Fire safety can be achieved by means of active or passive fire protection. Passive fire protection involves using materials or products with superior fire performance so as to either minimize the probability of ignition or, if ignition does occur, minimize the damaging effects of the resulting fire. Flame retardants offer one way of providing passive fire protection.

When a combustible material (often a polymer) is used in applications where fire safety is important, the lack of intrinsic fire safety must be addressed to provide passive fire protection. There are four possible approaches, the first two involving flame retardants.

  • Adding flame retardants (i.e., using additive flame retardants)
  • Creating new materials with better fire performance though syntheses of variations of the material (i.e., using reactive flame retardants)
  • Blending or otherwise compounding the material with other materials with better fire performance (i.e., creating blends or mixtures)
  • Encapsulating the material or separating it from potential exposure to the heat insult (e.g., using barriers).

Typical applications where fire safety is critical include consumer products (such as upholstered furniture or mattresses), electrical and electronics (such as wire and cable, circuit boards, computer or appliance housings), and building products (such as interior finish, insulation or roofing materials).

It is always possible to choose non-combustible materials for any or all of these applications, but such a choice would typically limit either the esthetics or the comfort of the product in question. For example, combustible foams are typically used as paddings for upholstered furniture because they provide comfort and resilience. Foams could be replaced by steel or concrete, but that would provide much lower comfort. Interior finish (such as wall linings) can be wood or decorative wall coverings, or it can be gypsum board or concrete, but the latter option involves a clear loss of appeal.

Flame retardants are materials intended for incorporation into combustible materials to improve their fire performance or to meet fire test requirements. Many studies have shown that flame retardants can improve ignitability and/or reduce flame spread. Clearly, fire will not occur if no ignition happens: thus, a delay in ignition will improve fire safety. However, fire hazard assumes that ignition has occurred and studies have shown that flame retardants also have a beneficial effect on heat release, which is the most important fire property.

Records of coordinate annotations:
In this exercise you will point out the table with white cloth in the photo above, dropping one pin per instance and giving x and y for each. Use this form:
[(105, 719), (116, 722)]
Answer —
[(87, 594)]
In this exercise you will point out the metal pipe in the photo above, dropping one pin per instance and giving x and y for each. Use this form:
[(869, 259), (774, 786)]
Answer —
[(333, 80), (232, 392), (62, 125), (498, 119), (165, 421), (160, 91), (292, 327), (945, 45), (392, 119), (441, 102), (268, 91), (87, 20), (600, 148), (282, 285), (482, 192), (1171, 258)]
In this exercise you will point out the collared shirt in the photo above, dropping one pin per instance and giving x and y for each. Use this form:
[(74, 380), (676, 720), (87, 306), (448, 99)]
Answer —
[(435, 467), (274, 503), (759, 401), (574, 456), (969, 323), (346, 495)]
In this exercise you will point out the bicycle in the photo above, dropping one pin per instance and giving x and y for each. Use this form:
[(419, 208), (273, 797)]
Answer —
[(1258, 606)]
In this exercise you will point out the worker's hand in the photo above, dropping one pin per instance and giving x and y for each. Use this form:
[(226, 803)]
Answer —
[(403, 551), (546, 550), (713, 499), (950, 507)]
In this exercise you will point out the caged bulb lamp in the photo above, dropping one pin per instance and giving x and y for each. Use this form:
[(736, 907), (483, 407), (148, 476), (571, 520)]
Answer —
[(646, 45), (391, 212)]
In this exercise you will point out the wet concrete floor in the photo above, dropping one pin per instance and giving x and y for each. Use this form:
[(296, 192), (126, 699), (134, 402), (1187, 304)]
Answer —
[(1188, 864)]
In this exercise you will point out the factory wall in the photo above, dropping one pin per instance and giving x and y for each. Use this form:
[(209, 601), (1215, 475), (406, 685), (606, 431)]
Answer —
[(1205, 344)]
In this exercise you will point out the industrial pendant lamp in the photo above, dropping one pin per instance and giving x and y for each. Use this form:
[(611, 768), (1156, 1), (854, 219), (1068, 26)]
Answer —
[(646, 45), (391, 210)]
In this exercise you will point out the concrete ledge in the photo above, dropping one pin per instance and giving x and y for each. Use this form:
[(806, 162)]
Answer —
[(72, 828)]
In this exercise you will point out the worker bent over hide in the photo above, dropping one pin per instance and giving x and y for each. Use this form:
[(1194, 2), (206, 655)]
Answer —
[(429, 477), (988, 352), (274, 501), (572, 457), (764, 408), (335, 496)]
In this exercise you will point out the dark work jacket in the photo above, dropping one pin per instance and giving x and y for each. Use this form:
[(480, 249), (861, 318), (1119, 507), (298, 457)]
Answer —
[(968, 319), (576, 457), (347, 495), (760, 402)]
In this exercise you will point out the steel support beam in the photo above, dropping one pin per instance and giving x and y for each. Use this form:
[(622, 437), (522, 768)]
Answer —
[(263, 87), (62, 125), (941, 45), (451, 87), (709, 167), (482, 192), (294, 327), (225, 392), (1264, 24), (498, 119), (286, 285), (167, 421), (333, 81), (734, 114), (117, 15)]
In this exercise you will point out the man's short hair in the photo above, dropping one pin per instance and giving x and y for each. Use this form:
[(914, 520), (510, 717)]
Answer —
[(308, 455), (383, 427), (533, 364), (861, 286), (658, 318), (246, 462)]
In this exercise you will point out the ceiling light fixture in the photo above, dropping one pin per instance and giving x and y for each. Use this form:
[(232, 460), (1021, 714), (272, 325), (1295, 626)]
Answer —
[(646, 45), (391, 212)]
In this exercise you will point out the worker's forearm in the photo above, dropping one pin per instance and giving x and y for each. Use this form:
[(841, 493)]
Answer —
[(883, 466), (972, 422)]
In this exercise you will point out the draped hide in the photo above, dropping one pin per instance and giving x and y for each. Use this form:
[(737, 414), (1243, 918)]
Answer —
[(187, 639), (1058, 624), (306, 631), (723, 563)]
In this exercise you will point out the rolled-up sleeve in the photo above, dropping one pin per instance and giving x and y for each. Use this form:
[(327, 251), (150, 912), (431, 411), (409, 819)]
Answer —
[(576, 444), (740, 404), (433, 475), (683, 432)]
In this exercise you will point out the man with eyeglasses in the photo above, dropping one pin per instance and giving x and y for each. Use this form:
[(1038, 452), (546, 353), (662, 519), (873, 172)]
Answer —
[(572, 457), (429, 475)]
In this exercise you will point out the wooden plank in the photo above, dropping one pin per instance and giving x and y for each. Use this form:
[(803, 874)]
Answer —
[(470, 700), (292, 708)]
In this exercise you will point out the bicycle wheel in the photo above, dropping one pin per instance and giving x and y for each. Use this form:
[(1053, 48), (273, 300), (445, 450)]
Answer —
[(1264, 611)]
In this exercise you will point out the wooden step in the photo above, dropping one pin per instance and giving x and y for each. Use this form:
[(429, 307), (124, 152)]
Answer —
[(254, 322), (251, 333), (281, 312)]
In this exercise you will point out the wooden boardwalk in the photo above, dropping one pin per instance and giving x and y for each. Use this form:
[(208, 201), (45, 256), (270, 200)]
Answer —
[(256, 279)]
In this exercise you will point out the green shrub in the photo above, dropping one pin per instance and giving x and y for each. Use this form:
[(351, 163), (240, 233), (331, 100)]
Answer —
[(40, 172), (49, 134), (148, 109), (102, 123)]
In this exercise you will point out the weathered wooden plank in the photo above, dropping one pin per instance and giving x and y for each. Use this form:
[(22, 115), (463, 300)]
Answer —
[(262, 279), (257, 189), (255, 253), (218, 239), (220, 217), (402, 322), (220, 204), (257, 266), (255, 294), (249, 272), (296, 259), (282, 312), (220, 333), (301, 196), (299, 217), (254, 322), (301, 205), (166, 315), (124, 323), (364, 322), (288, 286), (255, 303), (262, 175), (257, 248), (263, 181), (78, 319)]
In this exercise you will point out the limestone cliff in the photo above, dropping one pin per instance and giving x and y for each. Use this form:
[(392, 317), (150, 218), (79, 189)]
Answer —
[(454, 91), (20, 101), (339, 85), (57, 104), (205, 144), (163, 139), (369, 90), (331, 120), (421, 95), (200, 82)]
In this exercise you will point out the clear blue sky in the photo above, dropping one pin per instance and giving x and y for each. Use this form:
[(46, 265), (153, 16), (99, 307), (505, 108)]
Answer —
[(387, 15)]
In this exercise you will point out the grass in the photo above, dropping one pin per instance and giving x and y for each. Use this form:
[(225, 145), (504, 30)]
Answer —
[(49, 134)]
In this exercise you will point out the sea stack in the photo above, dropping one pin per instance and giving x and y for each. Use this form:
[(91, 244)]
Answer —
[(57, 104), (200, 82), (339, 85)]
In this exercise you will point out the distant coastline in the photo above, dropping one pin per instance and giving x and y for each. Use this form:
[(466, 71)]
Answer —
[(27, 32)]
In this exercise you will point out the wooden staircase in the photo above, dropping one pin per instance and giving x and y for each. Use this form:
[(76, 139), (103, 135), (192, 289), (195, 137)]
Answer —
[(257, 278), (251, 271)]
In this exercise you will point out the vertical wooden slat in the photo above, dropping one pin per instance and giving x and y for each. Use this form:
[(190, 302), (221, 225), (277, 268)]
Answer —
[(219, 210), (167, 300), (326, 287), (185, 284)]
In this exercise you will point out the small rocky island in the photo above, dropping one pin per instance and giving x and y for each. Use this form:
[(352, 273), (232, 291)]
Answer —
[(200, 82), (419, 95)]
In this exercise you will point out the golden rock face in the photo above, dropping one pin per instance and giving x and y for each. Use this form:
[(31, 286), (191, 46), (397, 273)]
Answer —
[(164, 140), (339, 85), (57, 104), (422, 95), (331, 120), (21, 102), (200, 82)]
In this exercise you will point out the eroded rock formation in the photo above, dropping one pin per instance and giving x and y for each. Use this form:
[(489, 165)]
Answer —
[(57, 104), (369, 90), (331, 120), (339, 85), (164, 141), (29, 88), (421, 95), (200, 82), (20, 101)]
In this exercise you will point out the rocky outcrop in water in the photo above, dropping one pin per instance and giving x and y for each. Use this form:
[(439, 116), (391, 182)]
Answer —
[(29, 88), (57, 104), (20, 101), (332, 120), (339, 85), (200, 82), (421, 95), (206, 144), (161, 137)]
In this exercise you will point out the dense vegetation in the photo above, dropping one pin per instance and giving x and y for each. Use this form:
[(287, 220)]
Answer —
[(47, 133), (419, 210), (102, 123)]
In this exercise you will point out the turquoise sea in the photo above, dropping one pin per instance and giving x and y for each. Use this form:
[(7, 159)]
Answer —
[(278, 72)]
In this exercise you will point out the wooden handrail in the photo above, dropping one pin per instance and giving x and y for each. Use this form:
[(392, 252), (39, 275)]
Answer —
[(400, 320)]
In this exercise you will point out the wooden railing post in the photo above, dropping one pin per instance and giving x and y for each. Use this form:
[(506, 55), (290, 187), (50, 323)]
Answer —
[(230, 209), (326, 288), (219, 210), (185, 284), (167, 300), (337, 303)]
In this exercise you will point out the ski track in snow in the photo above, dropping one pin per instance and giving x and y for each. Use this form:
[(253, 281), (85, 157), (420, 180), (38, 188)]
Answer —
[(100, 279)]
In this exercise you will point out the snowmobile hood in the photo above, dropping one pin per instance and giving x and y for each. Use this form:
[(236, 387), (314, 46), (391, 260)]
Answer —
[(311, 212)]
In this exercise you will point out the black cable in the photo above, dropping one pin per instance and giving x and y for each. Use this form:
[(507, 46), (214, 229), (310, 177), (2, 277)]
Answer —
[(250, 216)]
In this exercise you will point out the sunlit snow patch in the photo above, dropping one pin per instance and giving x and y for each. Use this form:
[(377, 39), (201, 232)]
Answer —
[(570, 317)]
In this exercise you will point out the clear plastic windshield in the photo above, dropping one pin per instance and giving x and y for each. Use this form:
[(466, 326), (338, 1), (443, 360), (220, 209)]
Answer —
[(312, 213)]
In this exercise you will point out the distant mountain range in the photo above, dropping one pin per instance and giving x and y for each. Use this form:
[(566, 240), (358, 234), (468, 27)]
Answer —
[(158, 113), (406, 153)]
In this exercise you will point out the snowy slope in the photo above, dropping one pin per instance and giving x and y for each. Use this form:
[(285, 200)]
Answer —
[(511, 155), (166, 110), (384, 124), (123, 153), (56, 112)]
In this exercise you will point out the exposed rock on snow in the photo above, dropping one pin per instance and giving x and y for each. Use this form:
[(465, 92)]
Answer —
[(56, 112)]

> [PROBLEMS]
1: How would you render this sentence from the fire safety text in Spanish: "Flame retardants offer one way of providing passive fire protection."
2: Proceed with the text on fire safety and flame retardants, picking up right after its final sentence.
The records aren't needed for any of this.

> [ANSWERS TO THE TASKS]
1: Los retardantes de llama ofrecen una forma de proporcionar protección pasiva contra incendios.

2:
Flame retardants are not a new invention: since the 18th Century, it has been found that the addition of some specific chemicals would help improve one or more fire properties. The earliest published example is a 1735 Wyld patent1 to improve the flammability of textiles and of paper by using "a mixture of alum, vitriol and borax.” In the same century, flame retardant coatings were used in "lighter than air balloons” launched by the Montgolfier brothers in France in 1783.2,3 Much earlier, the ancient Egyptians and Greeks used solutions of "alum” (an aluminum-based salt) as flame retardant coatings for wood construction during times of war.

The seven chemical elements that, when contained within materials incorporated into polymers as additive or reactive flame retardants, have the greatest effect in improving fire performance are: bromine, chlorine, phosphorus, nitrogen, aluminum, antimony, and boron.3 Flame retardant chemicals (more commonly known as flame retardants) often include one or more of these chemical elements, and their effectiveness is usually a direct function of the fraction of the active element present in the flame retardant.

Synergy (i.e., improvement in effectiveness beyond what would have been expected from the added effects of the individual components) often occurs when combining additives containing more than one of these chemical elements. For example, materials containing antimony as the only one of the above elements are almost invariably of little utility in terms of flame retardance unless used in combination with ones containing chlorine or bromine, or both.

Brominated flame retardants are probably the most efficient ones: a small proportion of a brominated additive or of a reaction that partially brominates the substrate polymer is often enough to cause a very significant effect on fire performance. The most common mechanism of action of brominated flame retardants is thermal breakdown to form free radicals that react, in the gas phase, and inhibit the chain reactions whereby the decomposition products of combustible materials propagate combustion. The mechanism involves converting very reactive free radicals into ones that are much less reactive.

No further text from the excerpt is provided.